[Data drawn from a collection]
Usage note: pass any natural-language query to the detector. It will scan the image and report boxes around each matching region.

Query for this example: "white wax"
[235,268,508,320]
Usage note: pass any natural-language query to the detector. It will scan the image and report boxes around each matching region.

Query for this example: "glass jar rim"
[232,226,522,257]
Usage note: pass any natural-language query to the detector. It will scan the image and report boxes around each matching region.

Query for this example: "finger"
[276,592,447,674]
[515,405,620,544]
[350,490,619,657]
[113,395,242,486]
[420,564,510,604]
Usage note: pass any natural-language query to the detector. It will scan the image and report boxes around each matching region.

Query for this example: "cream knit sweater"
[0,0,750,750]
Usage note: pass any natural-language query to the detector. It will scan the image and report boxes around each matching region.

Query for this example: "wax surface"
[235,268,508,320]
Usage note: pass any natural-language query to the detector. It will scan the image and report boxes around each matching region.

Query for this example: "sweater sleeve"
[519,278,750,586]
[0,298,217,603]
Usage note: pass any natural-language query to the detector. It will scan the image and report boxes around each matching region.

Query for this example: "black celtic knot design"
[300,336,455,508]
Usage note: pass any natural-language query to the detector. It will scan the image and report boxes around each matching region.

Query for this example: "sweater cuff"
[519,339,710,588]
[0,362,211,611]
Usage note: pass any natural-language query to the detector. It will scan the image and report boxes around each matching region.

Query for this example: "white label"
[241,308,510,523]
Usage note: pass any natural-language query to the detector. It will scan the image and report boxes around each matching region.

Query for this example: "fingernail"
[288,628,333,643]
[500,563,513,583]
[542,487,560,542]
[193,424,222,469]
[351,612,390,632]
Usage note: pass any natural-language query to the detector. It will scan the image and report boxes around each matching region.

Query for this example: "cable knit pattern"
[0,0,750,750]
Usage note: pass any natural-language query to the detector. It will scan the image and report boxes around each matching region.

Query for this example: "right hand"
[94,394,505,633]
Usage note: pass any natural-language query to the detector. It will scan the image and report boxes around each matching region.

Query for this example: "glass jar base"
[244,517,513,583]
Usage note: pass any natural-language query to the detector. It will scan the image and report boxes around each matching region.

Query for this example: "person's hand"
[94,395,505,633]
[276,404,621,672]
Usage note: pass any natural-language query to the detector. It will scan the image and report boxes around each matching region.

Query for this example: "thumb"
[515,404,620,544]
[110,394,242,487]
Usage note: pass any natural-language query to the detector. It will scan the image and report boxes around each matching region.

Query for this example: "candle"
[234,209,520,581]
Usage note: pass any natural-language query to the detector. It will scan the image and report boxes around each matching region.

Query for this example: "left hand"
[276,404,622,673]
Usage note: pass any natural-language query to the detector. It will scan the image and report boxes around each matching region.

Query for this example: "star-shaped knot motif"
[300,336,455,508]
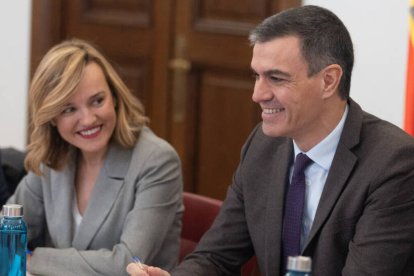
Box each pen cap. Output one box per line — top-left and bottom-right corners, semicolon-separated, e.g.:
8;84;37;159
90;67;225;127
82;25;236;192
3;204;23;217
287;256;312;272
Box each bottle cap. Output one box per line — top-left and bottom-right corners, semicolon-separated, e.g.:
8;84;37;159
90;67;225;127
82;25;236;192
287;256;312;272
3;204;23;217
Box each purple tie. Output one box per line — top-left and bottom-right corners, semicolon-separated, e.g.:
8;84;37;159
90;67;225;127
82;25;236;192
282;153;312;270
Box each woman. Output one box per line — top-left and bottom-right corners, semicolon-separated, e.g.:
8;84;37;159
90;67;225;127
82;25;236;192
9;40;183;275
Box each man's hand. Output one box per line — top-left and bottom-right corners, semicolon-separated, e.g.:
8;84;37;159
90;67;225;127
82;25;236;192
126;263;170;276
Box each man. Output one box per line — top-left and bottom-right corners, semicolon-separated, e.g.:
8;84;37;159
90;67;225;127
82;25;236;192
127;6;414;276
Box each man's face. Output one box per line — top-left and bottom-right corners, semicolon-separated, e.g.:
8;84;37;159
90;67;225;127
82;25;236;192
251;36;324;147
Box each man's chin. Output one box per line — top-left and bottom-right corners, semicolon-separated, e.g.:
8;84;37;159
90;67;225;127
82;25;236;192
262;123;283;137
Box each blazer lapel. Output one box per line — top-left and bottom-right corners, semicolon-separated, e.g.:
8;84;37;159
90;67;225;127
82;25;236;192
302;99;362;252
73;144;132;250
264;139;293;275
49;159;75;248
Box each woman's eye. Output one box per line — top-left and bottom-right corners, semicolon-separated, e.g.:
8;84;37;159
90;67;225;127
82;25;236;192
270;76;283;82
62;107;75;114
92;97;105;105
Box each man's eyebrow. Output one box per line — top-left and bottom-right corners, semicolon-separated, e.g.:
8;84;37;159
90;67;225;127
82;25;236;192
263;69;291;78
250;67;291;78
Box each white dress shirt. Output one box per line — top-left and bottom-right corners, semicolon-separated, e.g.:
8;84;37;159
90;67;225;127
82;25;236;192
290;105;349;250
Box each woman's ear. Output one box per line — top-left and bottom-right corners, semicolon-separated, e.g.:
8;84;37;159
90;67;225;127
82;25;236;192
322;64;343;98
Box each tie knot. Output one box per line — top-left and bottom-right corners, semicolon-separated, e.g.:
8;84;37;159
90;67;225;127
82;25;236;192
294;153;312;172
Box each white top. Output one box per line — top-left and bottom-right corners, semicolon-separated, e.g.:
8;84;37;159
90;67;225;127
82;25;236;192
72;196;83;237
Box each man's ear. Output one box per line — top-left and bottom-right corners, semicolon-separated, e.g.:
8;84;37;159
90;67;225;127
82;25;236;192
321;64;343;98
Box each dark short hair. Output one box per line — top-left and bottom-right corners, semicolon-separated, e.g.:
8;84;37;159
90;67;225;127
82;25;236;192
249;5;354;99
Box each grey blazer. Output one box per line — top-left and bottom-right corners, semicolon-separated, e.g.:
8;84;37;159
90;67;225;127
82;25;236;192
172;100;414;276
9;128;183;275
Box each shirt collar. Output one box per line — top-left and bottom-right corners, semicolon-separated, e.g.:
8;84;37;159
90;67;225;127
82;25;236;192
293;105;349;171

| Brief |
Reproduce the stretch of records from the line containing "Box each tie" through the line containing "249;5;354;99", multiplying every box coordinate in the answers by 2.4 and rounding to whole numbers, with halves rounded up. Leave the request lines and their sample coordinates unchanged, and return only these lines.

| Result of the exercise |
Box each tie knot. Output one box per line — top-left and bottom-right corners, semicolon-separated, e.g.:
8;84;37;159
90;67;225;127
82;25;236;192
706;367;749;413
Box each white top. Output one box per line — top-left and bottom-right corners, semicolon-separated, e.g.:
8;84;37;159
90;67;225;127
82;25;236;192
173;470;199;569
Box each man's ear. Output one box per line — top-left and bottom-right corners, semicolon-separated, e.g.:
8;84;37;159
90;67;225;127
82;25;236;192
770;154;823;235
Box each dark short hair. Output one box per line — top-left and bottom-right corners, semicolon-separated, e.g.:
8;84;37;159
90;67;225;127
82;25;236;192
598;12;850;238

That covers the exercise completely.